__TO DO__.
Beginning at the line that contains "Request query: dense tree line", write out each remaining line of the entries below exactly as it stands.

__DATA SHOWN__.
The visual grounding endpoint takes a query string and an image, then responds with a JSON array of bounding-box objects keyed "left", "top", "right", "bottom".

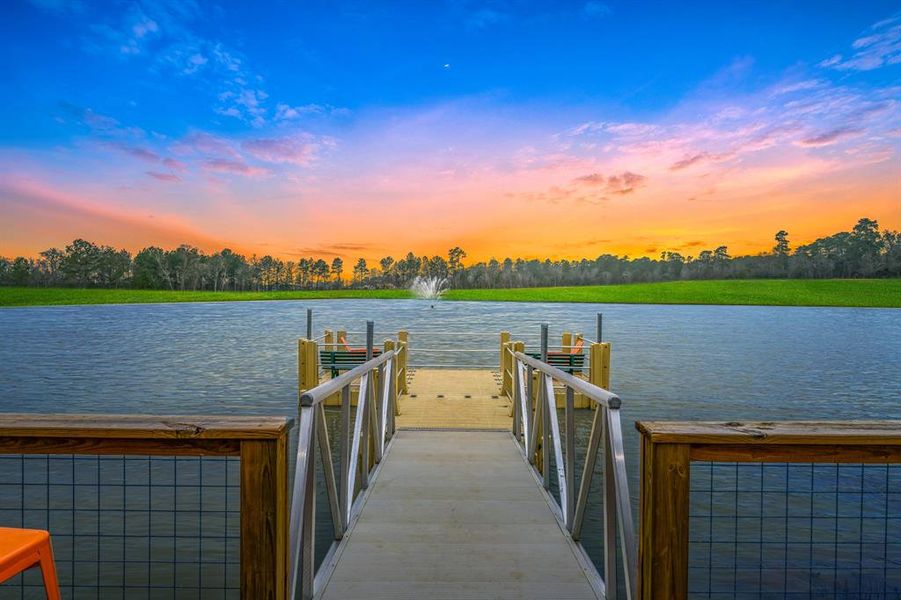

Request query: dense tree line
[{"left": 1, "top": 219, "right": 898, "bottom": 290}]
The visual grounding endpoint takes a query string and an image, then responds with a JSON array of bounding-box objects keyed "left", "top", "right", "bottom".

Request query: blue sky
[{"left": 1, "top": 0, "right": 899, "bottom": 260}]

__RESULT OF THIS EXERCISE__.
Request query: dense tree line
[{"left": 1, "top": 219, "right": 898, "bottom": 290}]
The visual grounding endpoint takes a query string and an image, then responds with a JSON array of bounding-box objects keyed "left", "top", "right", "bottom".

Request query: blue sky
[{"left": 1, "top": 0, "right": 899, "bottom": 260}]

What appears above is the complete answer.